Reproduce all of the data below word for word, leaving out the pictures.

> _Data records_
_ _ _ _ _ _ _
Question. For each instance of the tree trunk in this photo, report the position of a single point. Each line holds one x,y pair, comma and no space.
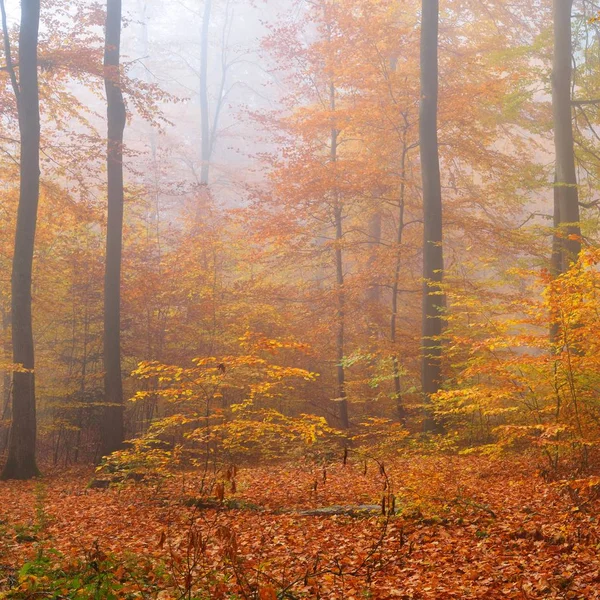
566,178
400,410
433,262
339,273
21,462
374,233
204,107
112,422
_ _ _ _ _ _ _
> _Solution for this problem_
Question. For each instance of the tree trunk in this photo, report the position of a single point. Each line holds one x,y pair, comma and no space.
566,178
400,410
433,262
339,273
21,462
374,233
204,107
112,422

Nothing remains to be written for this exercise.